_What is asked:_
Retype the tail of the data exactly, starting at the line containing "the pink crumb" and stopping at the last line.

_Provided records:_
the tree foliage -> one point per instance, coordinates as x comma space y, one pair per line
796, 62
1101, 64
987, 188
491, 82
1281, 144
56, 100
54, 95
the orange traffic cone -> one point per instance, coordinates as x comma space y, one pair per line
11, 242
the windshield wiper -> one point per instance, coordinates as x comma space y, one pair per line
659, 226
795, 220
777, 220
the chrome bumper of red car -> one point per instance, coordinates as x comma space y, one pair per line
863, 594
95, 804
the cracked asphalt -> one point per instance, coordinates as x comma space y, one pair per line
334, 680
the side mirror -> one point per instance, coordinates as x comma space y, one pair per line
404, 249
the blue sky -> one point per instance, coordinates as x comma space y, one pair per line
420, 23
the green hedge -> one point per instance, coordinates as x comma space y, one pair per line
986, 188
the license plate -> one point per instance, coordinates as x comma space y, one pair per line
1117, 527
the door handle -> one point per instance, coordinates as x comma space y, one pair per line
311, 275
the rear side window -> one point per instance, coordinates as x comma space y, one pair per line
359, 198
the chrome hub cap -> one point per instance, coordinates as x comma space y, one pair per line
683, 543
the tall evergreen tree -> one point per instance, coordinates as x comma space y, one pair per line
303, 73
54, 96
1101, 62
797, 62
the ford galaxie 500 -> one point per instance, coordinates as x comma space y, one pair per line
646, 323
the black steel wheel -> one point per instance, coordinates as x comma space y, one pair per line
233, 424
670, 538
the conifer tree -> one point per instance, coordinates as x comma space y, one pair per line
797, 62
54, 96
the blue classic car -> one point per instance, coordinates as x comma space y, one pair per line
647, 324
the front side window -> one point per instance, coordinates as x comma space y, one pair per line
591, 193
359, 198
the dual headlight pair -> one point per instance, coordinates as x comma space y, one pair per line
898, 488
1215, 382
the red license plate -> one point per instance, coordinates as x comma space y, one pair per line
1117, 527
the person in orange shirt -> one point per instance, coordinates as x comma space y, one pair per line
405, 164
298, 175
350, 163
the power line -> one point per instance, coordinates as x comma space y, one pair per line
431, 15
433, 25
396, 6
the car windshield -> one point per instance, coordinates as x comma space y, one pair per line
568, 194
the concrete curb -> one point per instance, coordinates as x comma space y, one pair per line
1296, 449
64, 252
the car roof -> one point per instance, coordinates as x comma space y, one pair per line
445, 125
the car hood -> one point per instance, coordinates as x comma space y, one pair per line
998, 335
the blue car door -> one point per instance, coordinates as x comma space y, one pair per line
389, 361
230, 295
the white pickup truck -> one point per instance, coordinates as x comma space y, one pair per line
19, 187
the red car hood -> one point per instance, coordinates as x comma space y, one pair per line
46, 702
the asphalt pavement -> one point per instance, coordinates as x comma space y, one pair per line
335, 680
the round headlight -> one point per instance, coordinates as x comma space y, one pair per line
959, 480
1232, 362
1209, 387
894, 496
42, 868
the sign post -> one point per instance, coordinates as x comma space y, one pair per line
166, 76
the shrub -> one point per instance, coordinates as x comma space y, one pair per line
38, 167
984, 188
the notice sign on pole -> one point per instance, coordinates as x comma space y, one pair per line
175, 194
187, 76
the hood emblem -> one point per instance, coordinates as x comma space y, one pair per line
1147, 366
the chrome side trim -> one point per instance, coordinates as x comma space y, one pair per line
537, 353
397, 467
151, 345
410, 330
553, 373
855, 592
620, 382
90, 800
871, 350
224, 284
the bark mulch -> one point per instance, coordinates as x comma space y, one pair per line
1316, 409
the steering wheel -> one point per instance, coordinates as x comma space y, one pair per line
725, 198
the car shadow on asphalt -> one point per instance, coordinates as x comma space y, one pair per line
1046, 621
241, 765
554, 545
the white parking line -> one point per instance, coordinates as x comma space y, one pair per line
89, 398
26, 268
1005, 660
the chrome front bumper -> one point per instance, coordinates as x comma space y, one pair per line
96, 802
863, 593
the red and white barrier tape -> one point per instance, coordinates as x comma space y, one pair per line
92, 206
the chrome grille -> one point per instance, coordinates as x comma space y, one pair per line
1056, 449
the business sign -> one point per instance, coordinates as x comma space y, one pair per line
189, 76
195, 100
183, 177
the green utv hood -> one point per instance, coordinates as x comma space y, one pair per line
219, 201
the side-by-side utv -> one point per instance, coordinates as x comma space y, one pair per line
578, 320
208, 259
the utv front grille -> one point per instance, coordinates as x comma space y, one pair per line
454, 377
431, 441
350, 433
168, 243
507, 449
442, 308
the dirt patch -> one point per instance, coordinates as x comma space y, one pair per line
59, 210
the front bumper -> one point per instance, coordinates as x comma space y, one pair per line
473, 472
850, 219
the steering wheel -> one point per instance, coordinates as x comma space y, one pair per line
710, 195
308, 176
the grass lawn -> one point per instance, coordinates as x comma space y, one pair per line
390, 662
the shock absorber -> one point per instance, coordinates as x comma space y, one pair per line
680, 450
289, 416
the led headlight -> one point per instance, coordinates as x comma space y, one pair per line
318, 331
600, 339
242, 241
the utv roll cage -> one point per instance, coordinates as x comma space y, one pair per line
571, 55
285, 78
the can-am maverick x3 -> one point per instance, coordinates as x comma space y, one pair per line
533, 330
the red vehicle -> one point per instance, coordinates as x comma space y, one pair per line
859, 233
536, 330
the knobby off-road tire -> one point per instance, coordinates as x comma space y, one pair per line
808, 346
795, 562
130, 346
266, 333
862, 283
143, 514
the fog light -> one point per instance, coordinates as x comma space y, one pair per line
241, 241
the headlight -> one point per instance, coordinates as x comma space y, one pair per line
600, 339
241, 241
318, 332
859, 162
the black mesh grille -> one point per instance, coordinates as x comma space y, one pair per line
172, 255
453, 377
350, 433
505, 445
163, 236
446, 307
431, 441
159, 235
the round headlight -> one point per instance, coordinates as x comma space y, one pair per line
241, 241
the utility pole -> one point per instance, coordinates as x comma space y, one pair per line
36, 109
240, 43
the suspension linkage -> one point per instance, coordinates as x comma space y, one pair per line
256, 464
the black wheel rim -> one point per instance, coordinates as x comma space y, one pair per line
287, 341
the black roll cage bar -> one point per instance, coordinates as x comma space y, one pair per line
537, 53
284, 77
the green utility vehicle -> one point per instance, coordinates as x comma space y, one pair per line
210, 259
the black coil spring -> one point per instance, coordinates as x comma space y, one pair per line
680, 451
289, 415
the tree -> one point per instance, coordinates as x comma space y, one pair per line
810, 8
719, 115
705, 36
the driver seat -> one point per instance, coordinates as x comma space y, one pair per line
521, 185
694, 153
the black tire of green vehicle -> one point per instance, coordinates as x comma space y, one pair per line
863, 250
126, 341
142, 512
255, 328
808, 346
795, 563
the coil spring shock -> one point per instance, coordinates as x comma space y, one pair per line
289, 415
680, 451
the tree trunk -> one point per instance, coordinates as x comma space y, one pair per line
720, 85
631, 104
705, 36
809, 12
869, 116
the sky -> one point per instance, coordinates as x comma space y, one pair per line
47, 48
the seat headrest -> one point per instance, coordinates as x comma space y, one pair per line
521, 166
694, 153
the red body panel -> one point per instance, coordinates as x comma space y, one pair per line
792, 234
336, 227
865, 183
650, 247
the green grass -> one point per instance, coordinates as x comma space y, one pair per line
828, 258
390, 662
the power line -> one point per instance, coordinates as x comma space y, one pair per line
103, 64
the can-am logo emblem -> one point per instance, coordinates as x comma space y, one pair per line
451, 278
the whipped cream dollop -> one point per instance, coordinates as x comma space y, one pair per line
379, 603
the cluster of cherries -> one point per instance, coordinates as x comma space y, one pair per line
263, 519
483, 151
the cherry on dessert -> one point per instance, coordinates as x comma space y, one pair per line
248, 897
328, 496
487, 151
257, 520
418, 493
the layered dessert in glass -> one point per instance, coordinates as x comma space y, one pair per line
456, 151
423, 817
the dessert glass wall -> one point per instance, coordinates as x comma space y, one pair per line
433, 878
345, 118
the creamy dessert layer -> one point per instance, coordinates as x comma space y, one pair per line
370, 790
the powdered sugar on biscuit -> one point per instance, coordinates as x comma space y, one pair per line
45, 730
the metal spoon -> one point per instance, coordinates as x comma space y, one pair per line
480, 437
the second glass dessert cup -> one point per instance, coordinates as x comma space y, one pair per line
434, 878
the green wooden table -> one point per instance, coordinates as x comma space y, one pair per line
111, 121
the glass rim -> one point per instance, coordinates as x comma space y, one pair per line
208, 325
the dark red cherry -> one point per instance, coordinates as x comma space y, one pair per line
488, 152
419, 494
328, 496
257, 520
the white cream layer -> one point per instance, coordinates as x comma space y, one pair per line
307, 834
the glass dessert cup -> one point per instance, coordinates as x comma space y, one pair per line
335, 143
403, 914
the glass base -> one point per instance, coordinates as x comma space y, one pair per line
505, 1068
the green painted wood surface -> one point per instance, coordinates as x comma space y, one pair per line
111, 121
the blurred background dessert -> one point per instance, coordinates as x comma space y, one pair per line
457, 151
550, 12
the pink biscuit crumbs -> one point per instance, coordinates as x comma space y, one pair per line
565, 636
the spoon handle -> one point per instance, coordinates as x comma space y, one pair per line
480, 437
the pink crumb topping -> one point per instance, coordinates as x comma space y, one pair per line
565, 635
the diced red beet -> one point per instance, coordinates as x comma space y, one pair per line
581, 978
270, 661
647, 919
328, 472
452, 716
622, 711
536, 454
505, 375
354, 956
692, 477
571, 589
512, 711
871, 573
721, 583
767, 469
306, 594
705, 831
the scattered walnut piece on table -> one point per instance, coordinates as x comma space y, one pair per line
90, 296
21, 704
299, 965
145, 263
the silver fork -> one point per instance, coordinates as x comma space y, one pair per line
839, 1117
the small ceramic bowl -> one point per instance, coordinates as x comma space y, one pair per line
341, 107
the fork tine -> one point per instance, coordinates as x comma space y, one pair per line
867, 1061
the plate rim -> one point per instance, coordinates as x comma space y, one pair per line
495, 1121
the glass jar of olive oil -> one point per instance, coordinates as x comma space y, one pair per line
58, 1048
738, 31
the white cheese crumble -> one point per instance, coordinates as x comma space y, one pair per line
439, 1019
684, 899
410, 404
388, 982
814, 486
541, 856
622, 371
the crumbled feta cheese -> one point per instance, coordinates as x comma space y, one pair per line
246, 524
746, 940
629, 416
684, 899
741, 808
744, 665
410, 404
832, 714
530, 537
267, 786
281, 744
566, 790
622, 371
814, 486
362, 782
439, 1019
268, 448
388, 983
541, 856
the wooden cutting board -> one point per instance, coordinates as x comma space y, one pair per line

_The answer:_
the pink crumb topping -> one point per instance, coordinates as x comma space y, one pair per line
565, 635
the diced red beet -> one point per instance, coordinates as x comma space y, one pair per line
581, 978
270, 661
647, 919
328, 472
452, 716
622, 711
536, 454
505, 375
354, 956
692, 477
571, 589
512, 711
871, 573
721, 583
767, 469
306, 594
705, 831
the scattered walnut piece on table -> one point per instance, coordinates as x comma space y, one pair per line
90, 296
21, 704
299, 965
145, 263
the silver fork -> one point per instance, coordinates as x comma space y, one pair per line
839, 1117
the small ceramic bowl -> one point per instance, coordinates as x comma space y, one pair per line
341, 107
the fork tine -> one point per instance, coordinates as x comma space y, one pair per line
867, 1061
the plate rim -> one point per instance, coordinates as x comma space y, one pair per line
495, 1121
the glass jar of olive oil -> one point per instance, coordinates as x comma space y, one pair per line
58, 1048
738, 31
the white cheese crumble -> one point per instance, coordinates as x comma space y, one pair per line
439, 1019
684, 899
410, 404
388, 982
814, 486
541, 856
622, 371
the crumbled feta cheese -> one point per instance, coordinates as x comma space y, one pair per line
246, 524
746, 940
629, 416
684, 899
741, 808
744, 665
410, 404
832, 714
530, 537
267, 786
281, 744
566, 790
622, 371
814, 486
362, 782
439, 1019
268, 448
388, 983
541, 856
the wooden cutting board -> one point per instance, coordinates as x comma space y, one pair per line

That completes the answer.